START The data

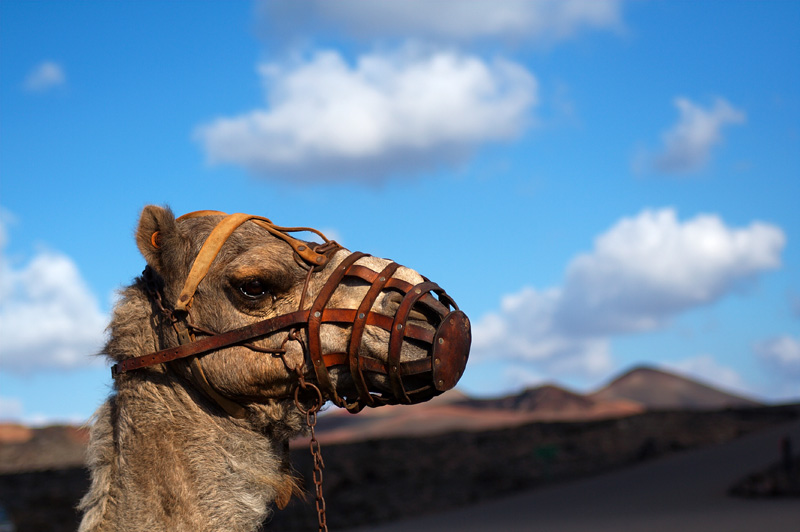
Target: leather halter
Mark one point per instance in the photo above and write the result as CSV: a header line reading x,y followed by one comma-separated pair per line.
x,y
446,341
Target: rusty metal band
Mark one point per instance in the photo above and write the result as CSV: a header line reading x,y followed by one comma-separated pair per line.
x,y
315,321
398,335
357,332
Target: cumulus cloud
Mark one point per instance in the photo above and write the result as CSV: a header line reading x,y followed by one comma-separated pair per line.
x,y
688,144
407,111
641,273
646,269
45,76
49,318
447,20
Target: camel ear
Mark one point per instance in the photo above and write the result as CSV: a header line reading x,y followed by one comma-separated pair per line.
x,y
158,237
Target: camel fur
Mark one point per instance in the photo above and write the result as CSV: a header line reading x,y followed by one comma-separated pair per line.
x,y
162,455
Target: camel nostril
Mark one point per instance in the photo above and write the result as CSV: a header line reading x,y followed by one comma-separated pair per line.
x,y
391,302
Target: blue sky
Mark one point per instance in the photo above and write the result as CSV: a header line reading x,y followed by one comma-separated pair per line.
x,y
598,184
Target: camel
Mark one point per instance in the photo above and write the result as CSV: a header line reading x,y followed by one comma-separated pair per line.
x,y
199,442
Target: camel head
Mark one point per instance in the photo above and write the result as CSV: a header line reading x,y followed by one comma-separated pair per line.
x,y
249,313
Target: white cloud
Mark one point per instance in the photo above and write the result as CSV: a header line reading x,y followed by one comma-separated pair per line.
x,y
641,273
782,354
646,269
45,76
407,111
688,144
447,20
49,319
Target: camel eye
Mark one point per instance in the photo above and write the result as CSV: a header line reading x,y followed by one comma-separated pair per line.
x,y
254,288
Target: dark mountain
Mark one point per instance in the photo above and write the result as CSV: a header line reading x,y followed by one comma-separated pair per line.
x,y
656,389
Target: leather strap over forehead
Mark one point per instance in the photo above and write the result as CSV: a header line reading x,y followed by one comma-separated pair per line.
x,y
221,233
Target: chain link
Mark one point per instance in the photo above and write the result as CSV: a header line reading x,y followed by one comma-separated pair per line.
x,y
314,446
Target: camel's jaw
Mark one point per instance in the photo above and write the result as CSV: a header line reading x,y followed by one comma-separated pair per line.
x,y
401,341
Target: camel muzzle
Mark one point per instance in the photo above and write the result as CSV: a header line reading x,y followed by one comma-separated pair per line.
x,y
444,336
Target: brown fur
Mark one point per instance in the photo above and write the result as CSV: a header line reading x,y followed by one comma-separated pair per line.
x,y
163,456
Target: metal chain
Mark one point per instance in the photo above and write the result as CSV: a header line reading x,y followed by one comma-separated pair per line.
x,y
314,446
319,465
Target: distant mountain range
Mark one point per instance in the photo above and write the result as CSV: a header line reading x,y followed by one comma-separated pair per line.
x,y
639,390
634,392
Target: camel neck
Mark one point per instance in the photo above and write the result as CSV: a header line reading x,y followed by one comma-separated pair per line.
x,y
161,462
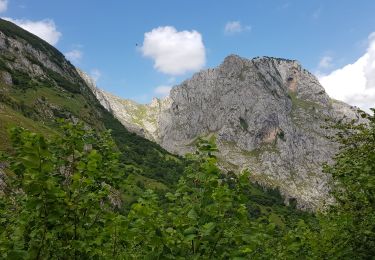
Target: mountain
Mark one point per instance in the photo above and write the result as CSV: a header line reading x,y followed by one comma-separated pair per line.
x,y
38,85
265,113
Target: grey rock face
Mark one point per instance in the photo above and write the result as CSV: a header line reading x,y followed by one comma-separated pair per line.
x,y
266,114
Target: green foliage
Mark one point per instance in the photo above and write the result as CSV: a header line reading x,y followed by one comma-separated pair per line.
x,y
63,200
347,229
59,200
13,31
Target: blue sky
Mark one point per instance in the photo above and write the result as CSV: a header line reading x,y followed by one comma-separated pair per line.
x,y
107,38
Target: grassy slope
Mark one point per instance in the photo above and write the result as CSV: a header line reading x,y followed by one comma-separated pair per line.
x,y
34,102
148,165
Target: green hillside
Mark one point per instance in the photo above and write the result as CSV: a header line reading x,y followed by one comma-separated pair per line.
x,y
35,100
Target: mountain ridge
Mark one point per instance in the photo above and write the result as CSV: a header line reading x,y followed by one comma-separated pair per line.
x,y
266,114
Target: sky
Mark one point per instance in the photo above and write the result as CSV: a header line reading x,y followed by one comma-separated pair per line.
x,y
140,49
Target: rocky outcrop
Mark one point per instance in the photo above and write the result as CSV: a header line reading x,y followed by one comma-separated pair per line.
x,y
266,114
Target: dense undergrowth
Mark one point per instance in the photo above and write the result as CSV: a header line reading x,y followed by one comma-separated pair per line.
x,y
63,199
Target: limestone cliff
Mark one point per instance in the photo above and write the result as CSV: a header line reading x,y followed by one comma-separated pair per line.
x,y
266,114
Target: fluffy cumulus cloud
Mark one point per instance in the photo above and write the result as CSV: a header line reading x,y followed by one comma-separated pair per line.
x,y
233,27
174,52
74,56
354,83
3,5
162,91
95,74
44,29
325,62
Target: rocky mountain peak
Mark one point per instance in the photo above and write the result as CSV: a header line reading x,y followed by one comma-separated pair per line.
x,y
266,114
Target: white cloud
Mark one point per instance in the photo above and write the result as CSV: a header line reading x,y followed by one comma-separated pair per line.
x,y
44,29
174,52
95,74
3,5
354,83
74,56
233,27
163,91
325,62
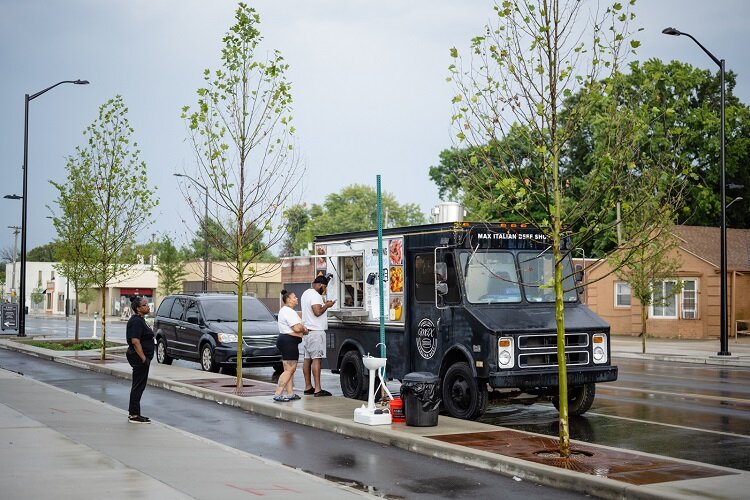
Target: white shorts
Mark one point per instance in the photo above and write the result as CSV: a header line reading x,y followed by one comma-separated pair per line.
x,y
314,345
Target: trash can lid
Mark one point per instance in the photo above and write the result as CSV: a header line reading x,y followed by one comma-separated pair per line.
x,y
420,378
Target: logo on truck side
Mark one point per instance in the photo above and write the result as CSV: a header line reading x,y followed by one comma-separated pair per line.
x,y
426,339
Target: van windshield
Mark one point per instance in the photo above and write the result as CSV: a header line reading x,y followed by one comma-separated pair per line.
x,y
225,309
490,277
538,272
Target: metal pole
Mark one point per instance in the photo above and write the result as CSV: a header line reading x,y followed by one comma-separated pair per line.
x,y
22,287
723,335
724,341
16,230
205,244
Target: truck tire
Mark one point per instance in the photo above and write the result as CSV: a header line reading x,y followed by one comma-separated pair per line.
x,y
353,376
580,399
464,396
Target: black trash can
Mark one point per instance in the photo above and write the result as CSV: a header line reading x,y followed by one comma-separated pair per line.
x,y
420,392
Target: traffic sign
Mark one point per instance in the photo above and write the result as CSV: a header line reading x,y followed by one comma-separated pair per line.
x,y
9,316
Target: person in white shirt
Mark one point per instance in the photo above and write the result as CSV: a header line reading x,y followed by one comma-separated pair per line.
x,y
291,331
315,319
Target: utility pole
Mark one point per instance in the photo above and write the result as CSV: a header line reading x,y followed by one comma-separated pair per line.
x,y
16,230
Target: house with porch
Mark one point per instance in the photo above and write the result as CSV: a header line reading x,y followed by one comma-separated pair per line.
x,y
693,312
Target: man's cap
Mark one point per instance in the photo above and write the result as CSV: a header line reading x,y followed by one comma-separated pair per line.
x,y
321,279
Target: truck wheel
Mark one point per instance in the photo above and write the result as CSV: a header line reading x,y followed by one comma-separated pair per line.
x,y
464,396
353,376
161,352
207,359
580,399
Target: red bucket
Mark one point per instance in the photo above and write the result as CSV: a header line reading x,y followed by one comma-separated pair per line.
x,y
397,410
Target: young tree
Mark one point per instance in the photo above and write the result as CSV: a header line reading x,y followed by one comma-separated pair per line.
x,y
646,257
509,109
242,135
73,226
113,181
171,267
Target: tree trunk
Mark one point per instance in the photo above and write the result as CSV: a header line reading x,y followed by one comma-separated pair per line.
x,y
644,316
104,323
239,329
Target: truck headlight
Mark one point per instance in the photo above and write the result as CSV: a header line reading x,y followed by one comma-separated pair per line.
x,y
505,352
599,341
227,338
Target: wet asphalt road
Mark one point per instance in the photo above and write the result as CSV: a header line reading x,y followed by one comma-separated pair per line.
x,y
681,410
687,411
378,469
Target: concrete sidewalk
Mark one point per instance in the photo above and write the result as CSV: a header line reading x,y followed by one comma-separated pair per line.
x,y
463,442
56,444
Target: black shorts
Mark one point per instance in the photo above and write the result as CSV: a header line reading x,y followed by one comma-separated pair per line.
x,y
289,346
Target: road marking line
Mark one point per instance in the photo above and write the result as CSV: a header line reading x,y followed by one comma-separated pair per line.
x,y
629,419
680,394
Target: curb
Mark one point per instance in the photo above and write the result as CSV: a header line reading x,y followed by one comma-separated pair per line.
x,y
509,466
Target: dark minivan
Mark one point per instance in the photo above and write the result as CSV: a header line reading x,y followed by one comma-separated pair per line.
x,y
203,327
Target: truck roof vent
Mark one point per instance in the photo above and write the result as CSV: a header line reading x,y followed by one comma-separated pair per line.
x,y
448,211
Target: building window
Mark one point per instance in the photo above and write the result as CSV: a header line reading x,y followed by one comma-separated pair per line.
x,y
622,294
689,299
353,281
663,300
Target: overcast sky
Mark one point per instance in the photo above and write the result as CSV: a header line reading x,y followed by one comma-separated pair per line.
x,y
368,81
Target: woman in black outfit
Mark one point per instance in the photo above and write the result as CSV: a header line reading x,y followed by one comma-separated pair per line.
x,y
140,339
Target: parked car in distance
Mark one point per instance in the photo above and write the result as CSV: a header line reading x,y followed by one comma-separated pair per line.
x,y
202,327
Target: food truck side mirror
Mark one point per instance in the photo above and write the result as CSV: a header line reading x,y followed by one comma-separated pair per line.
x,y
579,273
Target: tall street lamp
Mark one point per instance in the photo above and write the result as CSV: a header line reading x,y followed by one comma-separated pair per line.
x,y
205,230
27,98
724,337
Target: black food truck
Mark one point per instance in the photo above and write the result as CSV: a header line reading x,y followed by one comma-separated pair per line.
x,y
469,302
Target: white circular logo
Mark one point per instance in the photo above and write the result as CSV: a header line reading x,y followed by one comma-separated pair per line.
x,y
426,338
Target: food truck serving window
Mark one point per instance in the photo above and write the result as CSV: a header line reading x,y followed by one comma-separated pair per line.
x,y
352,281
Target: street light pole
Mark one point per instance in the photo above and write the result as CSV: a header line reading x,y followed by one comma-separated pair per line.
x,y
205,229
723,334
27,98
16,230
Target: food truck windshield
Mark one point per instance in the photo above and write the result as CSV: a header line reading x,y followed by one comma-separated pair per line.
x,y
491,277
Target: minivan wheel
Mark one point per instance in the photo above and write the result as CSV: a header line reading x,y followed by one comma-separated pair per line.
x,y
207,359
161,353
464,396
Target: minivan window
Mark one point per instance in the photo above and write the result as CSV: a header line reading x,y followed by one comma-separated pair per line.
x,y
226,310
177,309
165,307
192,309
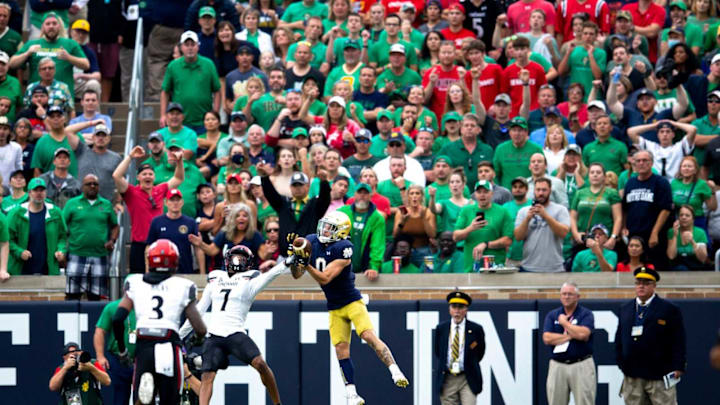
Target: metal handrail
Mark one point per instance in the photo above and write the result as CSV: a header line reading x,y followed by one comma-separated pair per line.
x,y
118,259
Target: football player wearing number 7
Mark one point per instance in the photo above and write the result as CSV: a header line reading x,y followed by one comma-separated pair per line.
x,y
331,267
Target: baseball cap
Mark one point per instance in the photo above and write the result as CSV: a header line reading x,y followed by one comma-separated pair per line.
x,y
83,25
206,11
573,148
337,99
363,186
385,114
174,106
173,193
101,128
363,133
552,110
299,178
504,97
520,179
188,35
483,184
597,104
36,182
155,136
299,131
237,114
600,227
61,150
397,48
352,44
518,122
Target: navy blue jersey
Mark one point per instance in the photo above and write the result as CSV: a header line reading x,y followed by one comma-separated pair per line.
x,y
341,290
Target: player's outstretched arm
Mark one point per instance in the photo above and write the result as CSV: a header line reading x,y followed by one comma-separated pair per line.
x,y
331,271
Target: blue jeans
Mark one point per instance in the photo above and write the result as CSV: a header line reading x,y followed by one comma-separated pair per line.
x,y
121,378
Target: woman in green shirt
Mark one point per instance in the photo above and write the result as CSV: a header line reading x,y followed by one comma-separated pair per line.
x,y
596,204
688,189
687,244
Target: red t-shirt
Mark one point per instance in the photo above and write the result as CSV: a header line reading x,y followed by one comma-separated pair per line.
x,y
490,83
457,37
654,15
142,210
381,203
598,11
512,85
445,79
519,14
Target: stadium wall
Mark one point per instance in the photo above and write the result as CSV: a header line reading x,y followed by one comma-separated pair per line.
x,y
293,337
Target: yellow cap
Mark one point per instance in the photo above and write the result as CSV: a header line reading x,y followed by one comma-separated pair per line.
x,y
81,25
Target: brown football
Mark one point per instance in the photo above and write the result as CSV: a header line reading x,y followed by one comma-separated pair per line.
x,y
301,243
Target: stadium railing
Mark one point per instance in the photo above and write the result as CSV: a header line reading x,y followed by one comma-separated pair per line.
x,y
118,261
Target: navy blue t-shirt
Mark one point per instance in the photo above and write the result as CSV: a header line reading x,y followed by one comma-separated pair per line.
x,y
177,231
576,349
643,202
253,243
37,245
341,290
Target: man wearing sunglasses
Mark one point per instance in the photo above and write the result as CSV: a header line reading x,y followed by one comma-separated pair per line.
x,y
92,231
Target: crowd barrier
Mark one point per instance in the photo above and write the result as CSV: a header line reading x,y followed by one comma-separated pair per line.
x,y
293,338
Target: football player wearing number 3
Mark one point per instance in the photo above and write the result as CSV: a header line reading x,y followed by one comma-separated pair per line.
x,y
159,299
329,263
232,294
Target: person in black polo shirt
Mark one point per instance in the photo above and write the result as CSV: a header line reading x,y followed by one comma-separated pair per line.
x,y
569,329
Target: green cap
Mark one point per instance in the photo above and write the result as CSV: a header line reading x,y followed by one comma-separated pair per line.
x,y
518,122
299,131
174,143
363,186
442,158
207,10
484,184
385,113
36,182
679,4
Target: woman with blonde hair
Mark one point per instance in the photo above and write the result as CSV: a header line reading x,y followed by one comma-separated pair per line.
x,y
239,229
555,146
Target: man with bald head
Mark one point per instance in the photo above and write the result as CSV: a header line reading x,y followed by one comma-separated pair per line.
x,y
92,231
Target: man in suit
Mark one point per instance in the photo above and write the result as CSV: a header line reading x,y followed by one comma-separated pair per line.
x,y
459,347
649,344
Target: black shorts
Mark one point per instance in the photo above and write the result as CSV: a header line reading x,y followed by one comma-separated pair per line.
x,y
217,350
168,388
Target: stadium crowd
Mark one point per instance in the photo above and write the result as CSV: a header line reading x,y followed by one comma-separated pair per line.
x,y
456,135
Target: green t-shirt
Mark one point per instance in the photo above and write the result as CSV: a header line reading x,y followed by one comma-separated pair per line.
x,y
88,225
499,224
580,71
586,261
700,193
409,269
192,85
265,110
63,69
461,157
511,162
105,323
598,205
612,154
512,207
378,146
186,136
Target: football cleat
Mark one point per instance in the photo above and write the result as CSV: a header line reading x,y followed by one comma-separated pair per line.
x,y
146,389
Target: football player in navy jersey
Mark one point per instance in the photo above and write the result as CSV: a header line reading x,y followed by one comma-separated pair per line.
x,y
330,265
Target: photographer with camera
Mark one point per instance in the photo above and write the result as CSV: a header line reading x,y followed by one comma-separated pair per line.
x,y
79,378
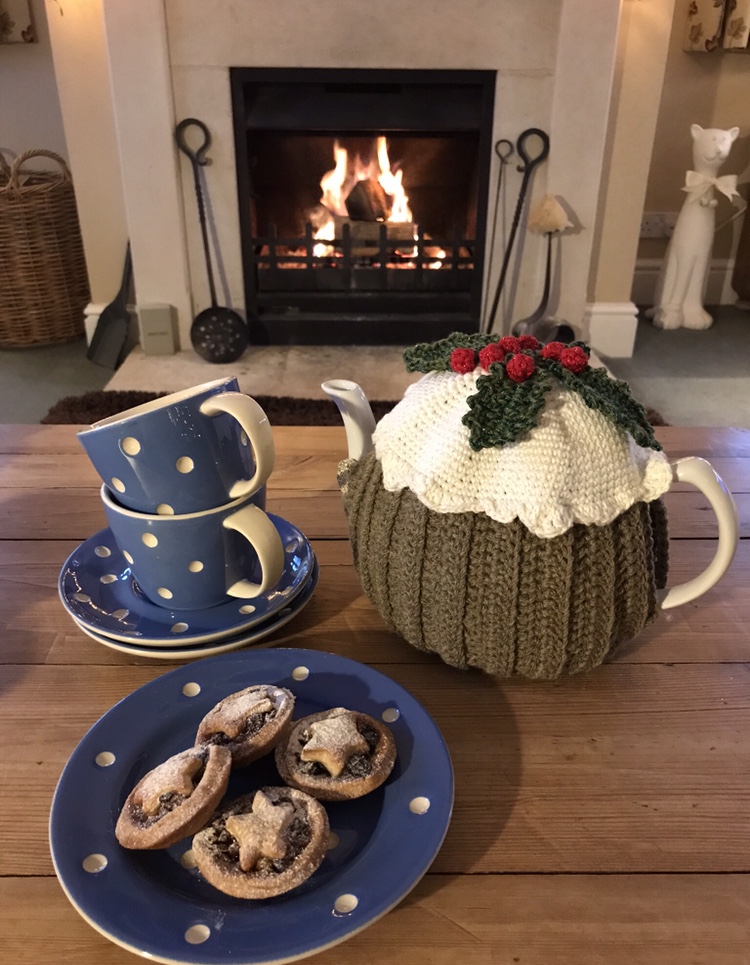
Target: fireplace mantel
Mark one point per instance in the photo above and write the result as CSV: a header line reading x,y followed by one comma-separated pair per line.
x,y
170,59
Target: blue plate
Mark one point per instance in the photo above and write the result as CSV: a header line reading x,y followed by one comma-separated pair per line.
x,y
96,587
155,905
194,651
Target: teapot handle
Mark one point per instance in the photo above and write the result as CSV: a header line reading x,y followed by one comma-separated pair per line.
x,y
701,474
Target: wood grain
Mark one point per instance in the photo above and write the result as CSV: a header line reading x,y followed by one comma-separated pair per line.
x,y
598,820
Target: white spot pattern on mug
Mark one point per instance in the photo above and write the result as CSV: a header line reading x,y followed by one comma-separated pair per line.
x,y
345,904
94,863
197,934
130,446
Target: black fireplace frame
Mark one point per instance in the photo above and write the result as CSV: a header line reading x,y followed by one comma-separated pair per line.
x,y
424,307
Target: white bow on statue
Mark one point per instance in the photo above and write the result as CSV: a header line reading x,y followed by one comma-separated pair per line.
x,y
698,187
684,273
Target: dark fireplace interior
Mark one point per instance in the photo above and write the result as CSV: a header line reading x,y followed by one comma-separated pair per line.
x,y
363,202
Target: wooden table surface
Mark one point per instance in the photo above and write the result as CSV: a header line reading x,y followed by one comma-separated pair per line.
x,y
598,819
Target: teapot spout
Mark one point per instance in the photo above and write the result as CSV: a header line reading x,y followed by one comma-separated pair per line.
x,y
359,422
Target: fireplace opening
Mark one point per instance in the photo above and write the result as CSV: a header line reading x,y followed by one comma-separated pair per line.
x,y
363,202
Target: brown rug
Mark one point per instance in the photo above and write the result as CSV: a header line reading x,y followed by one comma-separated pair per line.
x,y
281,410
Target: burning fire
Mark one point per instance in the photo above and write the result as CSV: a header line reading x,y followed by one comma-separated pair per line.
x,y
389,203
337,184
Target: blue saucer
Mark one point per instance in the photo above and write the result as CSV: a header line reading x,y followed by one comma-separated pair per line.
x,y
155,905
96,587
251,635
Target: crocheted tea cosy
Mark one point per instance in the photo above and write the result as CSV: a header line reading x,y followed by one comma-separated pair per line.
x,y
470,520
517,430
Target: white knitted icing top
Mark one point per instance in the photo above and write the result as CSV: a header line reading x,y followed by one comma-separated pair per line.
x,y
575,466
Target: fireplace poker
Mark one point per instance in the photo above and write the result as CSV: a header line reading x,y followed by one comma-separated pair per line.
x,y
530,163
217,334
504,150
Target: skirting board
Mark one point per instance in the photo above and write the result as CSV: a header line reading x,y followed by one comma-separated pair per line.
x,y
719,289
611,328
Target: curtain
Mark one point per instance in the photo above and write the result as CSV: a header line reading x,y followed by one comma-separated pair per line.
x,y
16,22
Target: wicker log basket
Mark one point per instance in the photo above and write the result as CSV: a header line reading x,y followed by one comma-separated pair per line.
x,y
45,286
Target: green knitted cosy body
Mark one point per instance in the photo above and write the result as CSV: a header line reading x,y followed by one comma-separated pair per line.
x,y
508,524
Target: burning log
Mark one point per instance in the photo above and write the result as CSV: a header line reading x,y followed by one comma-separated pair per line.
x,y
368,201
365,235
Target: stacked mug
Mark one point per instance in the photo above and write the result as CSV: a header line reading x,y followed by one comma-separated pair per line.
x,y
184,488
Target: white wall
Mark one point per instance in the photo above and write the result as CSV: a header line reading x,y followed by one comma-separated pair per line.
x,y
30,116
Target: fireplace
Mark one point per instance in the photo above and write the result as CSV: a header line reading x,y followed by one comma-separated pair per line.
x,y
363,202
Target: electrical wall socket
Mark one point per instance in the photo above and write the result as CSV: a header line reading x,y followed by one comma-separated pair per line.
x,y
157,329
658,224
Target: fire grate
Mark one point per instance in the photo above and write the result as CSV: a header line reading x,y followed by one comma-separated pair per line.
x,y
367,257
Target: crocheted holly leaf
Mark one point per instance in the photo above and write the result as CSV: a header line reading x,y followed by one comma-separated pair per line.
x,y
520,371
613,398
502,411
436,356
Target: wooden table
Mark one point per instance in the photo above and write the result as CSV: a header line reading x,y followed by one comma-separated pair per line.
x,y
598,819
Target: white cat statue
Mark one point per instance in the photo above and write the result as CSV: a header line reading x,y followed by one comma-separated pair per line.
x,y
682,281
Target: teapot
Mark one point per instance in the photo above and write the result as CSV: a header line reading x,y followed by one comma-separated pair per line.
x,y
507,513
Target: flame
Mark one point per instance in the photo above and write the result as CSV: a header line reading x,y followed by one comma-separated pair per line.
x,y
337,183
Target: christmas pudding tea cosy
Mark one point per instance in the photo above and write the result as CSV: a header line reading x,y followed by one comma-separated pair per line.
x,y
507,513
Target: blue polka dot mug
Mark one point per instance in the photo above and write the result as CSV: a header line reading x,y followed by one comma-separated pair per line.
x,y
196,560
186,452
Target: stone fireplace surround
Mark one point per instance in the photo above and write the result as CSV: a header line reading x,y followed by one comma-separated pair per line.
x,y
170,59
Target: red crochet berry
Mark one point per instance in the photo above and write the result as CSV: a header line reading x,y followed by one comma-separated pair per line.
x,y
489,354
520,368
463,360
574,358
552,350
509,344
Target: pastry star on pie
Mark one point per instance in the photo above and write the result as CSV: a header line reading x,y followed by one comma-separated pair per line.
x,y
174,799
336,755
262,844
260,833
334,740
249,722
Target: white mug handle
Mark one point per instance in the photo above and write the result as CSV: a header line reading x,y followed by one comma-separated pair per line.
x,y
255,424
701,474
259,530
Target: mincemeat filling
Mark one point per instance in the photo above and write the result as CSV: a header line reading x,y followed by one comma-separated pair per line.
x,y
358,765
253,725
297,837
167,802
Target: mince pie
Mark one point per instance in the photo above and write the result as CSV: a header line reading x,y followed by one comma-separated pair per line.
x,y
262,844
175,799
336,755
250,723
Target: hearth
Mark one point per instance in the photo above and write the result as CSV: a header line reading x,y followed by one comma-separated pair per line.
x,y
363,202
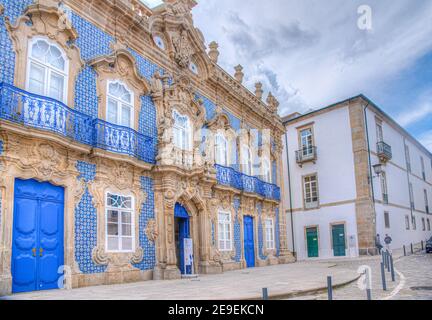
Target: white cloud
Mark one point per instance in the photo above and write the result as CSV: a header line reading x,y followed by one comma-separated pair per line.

END The data

Aim of the exercise:
Here the output must be the lines above from the line with "Target: red t-shirt" to the line with "Target: stadium wall", both included, duplicated word for word and nothing else.

Solution to this problem:
Target: red t-shirt
Mark one point per instance in the photo above and write the result as CSV: a header line reading x,y followed by one comma-separated pair per line.
x,y
490,83
457,37
654,15
142,210
381,203
598,11
512,85
445,79
519,14
Target: stadium wall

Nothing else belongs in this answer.